#### Given task
Please count the lines in the listing below that contain the word "white", where case counts, and reply with only the number.

#### Input
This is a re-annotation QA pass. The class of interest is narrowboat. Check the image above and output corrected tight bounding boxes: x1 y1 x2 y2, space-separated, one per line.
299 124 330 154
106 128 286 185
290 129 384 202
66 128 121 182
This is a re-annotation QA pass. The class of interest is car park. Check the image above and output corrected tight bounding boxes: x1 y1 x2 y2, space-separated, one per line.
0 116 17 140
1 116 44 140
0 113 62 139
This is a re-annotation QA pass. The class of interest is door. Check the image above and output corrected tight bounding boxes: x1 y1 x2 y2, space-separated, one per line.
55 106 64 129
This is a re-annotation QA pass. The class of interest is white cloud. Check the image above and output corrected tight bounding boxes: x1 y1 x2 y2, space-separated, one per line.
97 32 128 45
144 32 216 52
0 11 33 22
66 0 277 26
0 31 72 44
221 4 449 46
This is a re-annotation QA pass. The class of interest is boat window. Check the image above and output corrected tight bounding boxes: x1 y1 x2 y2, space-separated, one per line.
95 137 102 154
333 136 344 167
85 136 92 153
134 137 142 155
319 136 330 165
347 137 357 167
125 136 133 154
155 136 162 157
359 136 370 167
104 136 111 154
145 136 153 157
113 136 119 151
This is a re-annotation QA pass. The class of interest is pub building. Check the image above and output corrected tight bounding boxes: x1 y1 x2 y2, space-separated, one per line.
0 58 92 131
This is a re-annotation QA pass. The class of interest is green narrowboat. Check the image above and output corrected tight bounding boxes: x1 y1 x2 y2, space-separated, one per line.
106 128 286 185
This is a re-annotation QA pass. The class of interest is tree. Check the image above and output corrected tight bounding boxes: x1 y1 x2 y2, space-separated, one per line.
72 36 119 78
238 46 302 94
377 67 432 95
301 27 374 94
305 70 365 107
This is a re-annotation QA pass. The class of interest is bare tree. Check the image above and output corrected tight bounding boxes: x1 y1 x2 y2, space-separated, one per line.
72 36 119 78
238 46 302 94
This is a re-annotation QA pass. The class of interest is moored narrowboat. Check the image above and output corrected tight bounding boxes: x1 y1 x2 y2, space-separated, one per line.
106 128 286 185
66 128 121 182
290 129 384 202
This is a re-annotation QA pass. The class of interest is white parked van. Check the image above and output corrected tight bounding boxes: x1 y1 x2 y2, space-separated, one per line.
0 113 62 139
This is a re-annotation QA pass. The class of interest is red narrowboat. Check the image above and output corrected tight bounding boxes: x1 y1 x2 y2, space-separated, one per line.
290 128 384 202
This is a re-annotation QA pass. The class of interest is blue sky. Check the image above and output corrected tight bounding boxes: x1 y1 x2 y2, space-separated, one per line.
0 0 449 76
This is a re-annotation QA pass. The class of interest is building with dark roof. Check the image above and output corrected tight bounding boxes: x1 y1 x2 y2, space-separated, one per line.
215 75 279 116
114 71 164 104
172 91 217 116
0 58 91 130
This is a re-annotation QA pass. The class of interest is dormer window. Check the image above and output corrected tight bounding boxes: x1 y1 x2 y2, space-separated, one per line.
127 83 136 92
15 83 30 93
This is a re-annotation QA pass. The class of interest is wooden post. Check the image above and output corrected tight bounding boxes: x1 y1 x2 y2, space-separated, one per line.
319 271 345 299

#### Exercise response
2